* [INFORMATION SHOWN]
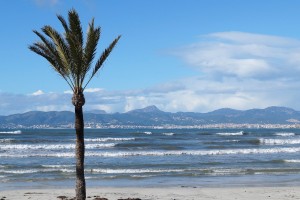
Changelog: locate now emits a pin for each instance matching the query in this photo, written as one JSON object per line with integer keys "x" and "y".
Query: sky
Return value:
{"x": 180, "y": 55}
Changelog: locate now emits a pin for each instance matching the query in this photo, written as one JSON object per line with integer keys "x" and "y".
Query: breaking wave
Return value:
{"x": 164, "y": 153}
{"x": 11, "y": 132}
{"x": 285, "y": 134}
{"x": 107, "y": 139}
{"x": 231, "y": 134}
{"x": 279, "y": 141}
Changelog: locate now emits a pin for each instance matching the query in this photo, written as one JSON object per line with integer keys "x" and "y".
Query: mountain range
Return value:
{"x": 152, "y": 116}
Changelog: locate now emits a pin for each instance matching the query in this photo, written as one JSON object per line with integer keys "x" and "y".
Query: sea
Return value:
{"x": 43, "y": 158}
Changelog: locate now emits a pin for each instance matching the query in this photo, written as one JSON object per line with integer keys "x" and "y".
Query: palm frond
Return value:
{"x": 61, "y": 47}
{"x": 75, "y": 41}
{"x": 42, "y": 50}
{"x": 93, "y": 36}
{"x": 63, "y": 22}
{"x": 102, "y": 58}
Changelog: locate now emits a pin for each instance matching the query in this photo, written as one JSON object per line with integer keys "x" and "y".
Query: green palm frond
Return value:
{"x": 68, "y": 54}
{"x": 93, "y": 36}
{"x": 102, "y": 58}
{"x": 43, "y": 50}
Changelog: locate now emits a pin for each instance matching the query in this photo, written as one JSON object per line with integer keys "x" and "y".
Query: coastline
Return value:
{"x": 160, "y": 193}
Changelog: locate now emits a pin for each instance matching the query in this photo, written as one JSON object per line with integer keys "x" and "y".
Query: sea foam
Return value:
{"x": 279, "y": 141}
{"x": 231, "y": 134}
{"x": 11, "y": 132}
{"x": 285, "y": 134}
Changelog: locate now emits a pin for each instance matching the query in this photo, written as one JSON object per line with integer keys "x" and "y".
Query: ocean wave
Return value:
{"x": 107, "y": 139}
{"x": 57, "y": 166}
{"x": 11, "y": 132}
{"x": 8, "y": 140}
{"x": 53, "y": 146}
{"x": 231, "y": 133}
{"x": 279, "y": 141}
{"x": 292, "y": 161}
{"x": 168, "y": 134}
{"x": 162, "y": 153}
{"x": 135, "y": 171}
{"x": 285, "y": 134}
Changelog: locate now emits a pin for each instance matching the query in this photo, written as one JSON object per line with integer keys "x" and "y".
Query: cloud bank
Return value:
{"x": 232, "y": 69}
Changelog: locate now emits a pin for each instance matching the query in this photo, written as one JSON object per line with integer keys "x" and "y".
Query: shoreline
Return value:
{"x": 160, "y": 193}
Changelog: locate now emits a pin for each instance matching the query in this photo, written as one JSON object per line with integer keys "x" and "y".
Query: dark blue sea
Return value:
{"x": 151, "y": 157}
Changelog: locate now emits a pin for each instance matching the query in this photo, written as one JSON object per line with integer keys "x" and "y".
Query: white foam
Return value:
{"x": 53, "y": 146}
{"x": 57, "y": 166}
{"x": 11, "y": 132}
{"x": 163, "y": 153}
{"x": 135, "y": 171}
{"x": 279, "y": 141}
{"x": 168, "y": 134}
{"x": 292, "y": 161}
{"x": 285, "y": 134}
{"x": 107, "y": 139}
{"x": 8, "y": 140}
{"x": 231, "y": 133}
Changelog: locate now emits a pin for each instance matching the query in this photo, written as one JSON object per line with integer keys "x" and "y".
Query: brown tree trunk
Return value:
{"x": 80, "y": 180}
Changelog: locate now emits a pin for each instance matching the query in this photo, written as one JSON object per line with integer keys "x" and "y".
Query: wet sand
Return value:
{"x": 167, "y": 193}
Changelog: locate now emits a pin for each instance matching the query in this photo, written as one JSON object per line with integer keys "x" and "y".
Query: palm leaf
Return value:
{"x": 102, "y": 58}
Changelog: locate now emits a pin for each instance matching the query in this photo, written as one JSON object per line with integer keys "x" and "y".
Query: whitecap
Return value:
{"x": 168, "y": 134}
{"x": 107, "y": 139}
{"x": 279, "y": 141}
{"x": 53, "y": 146}
{"x": 231, "y": 133}
{"x": 285, "y": 134}
{"x": 11, "y": 132}
{"x": 292, "y": 161}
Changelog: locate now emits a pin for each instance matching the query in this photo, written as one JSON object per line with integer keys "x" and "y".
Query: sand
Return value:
{"x": 168, "y": 193}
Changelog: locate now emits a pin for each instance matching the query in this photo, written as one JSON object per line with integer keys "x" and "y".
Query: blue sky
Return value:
{"x": 193, "y": 55}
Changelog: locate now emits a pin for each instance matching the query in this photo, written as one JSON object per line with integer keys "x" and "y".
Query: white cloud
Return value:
{"x": 38, "y": 92}
{"x": 243, "y": 55}
{"x": 46, "y": 2}
{"x": 233, "y": 69}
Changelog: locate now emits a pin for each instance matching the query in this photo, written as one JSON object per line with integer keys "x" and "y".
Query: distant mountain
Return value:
{"x": 152, "y": 116}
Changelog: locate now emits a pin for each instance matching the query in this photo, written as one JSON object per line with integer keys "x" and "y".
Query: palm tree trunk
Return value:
{"x": 80, "y": 180}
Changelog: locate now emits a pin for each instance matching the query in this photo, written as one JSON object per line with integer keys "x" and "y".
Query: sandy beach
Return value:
{"x": 168, "y": 193}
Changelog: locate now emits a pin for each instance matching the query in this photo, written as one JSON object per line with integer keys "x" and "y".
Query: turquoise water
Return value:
{"x": 151, "y": 157}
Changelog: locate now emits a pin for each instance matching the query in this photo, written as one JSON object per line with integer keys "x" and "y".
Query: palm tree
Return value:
{"x": 73, "y": 58}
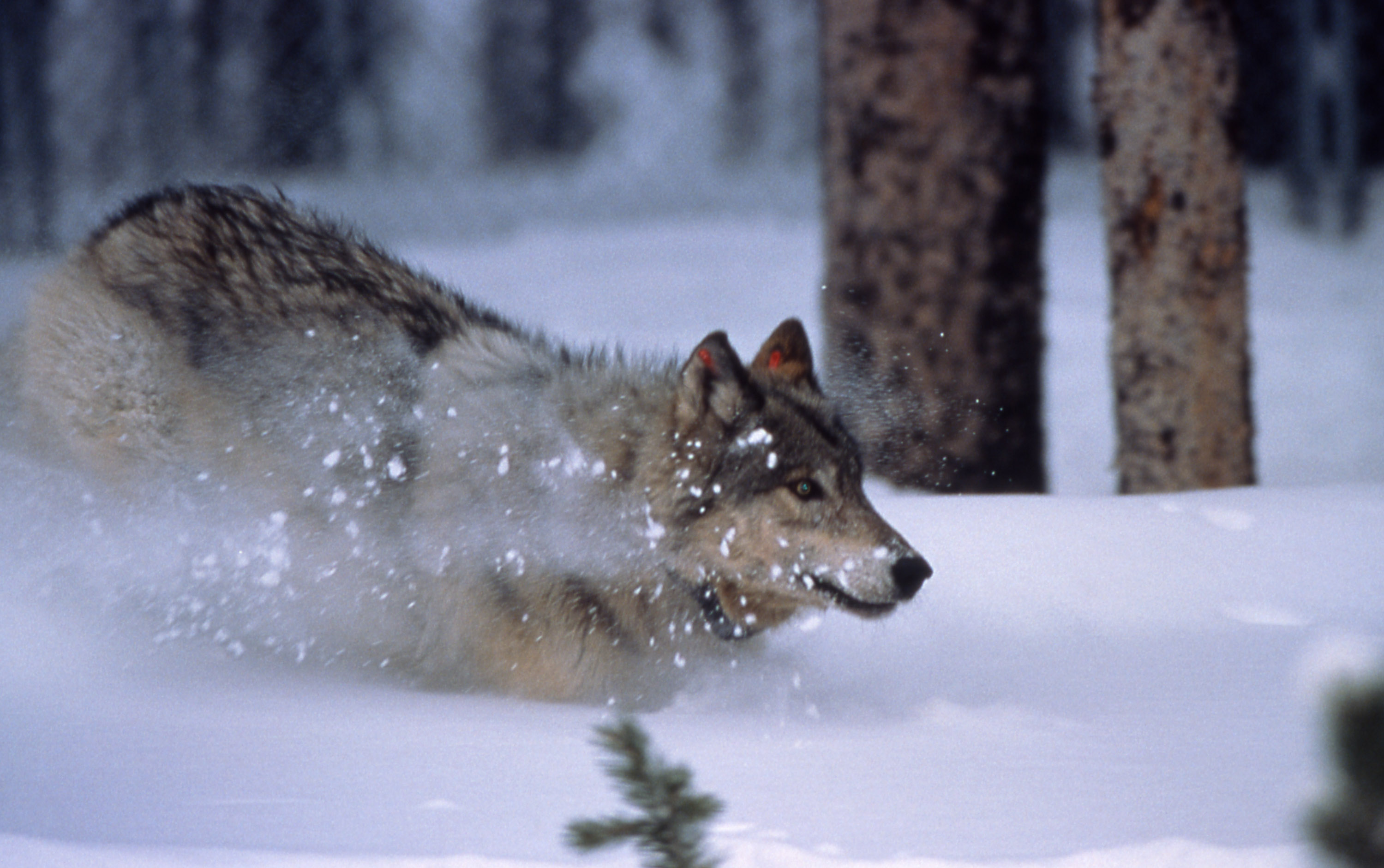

* [WRITTEN EXERCISE] Find every line in the material above that contains the word "mountain", and copy each of those lines in full. Matching is case-sensitive.

* [FINISHED EXERCISE]
Query: mountain range
Query: distant mountain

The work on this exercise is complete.